**Prompt:** Every line below should be set down exactly as it appears.

**Data records:**
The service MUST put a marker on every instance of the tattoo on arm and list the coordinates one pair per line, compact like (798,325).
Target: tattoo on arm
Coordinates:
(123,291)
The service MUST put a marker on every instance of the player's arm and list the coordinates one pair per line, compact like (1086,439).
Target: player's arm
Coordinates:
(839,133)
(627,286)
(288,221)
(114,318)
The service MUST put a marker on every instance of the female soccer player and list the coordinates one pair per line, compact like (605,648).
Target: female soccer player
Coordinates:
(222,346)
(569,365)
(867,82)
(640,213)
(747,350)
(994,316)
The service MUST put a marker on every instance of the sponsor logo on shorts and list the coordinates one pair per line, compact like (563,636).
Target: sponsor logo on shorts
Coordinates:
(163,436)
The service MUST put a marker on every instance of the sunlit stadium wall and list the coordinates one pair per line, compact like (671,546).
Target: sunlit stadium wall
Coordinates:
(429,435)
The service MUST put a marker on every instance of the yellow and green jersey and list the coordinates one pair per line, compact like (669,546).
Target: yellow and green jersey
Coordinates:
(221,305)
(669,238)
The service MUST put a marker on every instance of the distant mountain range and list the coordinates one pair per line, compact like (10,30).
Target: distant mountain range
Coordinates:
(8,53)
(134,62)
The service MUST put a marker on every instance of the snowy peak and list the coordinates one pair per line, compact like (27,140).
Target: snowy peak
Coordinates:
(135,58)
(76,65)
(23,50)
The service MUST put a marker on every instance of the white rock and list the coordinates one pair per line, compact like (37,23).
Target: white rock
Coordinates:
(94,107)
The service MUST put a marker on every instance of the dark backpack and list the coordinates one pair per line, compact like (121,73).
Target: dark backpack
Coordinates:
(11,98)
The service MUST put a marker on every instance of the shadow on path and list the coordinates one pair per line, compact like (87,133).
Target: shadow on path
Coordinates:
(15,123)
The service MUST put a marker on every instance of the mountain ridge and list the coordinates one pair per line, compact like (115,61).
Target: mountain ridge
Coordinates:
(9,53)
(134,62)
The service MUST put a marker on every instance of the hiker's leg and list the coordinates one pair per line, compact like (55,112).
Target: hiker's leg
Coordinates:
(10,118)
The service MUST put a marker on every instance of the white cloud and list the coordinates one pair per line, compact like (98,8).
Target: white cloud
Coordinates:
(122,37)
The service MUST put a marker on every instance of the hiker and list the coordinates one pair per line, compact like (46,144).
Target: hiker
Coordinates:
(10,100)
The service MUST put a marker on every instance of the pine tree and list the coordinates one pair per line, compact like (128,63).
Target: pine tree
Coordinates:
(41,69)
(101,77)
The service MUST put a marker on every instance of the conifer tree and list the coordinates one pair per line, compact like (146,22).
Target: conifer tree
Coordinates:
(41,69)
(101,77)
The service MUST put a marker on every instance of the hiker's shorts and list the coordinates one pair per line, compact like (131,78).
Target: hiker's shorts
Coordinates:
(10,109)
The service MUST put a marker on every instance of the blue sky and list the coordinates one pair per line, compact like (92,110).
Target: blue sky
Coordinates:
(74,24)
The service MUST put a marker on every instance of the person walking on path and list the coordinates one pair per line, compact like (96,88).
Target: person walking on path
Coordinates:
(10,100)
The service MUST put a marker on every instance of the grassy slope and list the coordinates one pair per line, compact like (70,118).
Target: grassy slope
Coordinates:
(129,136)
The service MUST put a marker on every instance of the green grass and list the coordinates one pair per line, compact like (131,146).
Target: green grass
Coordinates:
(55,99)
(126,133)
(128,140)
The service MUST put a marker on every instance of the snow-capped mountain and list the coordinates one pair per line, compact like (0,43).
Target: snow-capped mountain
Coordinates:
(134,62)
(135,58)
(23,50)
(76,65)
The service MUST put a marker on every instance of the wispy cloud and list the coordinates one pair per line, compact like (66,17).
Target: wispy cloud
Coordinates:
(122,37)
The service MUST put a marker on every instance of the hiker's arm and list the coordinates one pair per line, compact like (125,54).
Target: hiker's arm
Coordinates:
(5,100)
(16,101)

**Solution:**
The service MUST put a marker on every instance of the tattoo on arm and list the coordinates one pair per line, compact like (798,325).
Target: tattoo on arm
Coordinates:
(123,291)
The service MUST put a marker on every instance of the player's arm and list the coordinates one pair per line, compact like (1086,439).
Target: player's arm
Coordinates:
(839,133)
(627,286)
(288,221)
(114,318)
The service MUST put a marker on every instance of the female soccer player and list the coordinates one pair per line, compact like (605,648).
Target: female soccer player
Coordinates:
(222,346)
(569,365)
(867,82)
(640,213)
(747,350)
(994,316)
The service MUST put a marker on every instance of the sponsor logo on shorts and list the coordinates one pair per line, compact like (563,636).
Target: sponsor logo on shorts
Coordinates:
(163,436)
The service MUST put a marker on every instance of the sunlit stadium wall and list the coordinates one pair per line, compact like (671,546).
Target: sunlit stadium wall
Coordinates:
(429,435)
The service MUST put a marker on every instance of the yellow and green jersey and list the coordinates one pair per line, compact like (669,546).
Target: yellow and green jersey
Coordinates:
(221,305)
(669,238)
The service MUST put a marker on every instance of the distant mountain range and list the coordinates one pair per line, compact like (10,30).
Target: distant mountain range
Coordinates:
(8,53)
(134,62)
The service MUST put a marker on every instance of the snowy peak and list the coordinates one pair per line, compact like (27,140).
Target: snowy peak
Coordinates:
(135,58)
(76,65)
(23,50)
The service MUST put a marker on every instance of the white rock and list the coordinates one pair per line, compact like (37,23).
Target: white rock
Coordinates:
(94,107)
The service MUST put a marker on every instance of the dark backpack and list the coordinates one pair per line, compact like (121,73).
Target: dark backpack
Coordinates:
(11,98)
The service MUST put a marker on every instance of the shadow on path and list the coordinates one pair per line, compact like (87,133).
Target: shadow on path
Coordinates:
(15,123)
The service MUST put a marker on every instance of the mountain ridge and list the coordinates one pair per line, compact like (115,61).
Target: mountain ridge
Coordinates:
(9,53)
(134,62)
The service MUST put a marker on every instance of the hiker's leg and list the coordinates one pair per line, compact like (55,112).
Target: hiker's leg
Coordinates:
(10,118)
The service MUST put a marker on every instance of the white cloud and list the coordinates one pair per line, compact like (98,8).
Target: white cloud
Coordinates:
(122,37)
The service MUST put a marker on every instance of the hiker and list the coordinates one pair per line, compact like (46,144).
Target: hiker
Coordinates:
(10,100)
The service MUST put a marker on every instance of the pine tree and list the coordinates one pair per line, compact like (128,63).
Target: pine tree
Coordinates:
(41,69)
(101,77)
The service MUST put a marker on every instance of the conifer tree and list the coordinates one pair per line, compact like (146,22).
Target: conifer tree
Coordinates:
(41,69)
(101,77)
The service MUST put a marker on every instance of the hiker's shorts and list the coordinates one pair per line, compact like (131,78).
Target: hiker's shorts
Coordinates:
(10,109)
The service MUST put a marker on every instance of the blue sky and list the coordinates one pair per line, compact like (92,110).
Target: blue sky
Coordinates:
(74,24)
The service MUST put a marker on every instance of the person walking on path and list the coordinates one pair per line, compact like (96,88).
Target: person walking on path
Coordinates:
(10,100)
The service MUST put a marker on every instance of the grassy slope and list the coordinates one pair per line, compact like (70,118).
Target: grassy slope
Coordinates:
(129,136)
The service MUST put a marker on every instance of the green grass and list the coordinates one pair per line, compact like (131,146).
Target: green grass
Coordinates:
(55,99)
(126,133)
(128,140)
The service MUST put a marker on every instance of the snow-capped mountain and list the coordinates one pair per line, compact like (0,43).
Target: snow-capped mountain
Coordinates:
(134,62)
(135,58)
(23,50)
(76,65)
The service MUST put a marker on every instance of the wispy cloud and list the coordinates one pair per line, compact like (66,17).
Target: wispy cloud
Coordinates:
(122,37)
The service MUST put a marker on every instance of the hiker's arm and list the coordinates one pair per line, compact like (125,54).
Target: hiker's arm
Coordinates:
(5,100)
(16,101)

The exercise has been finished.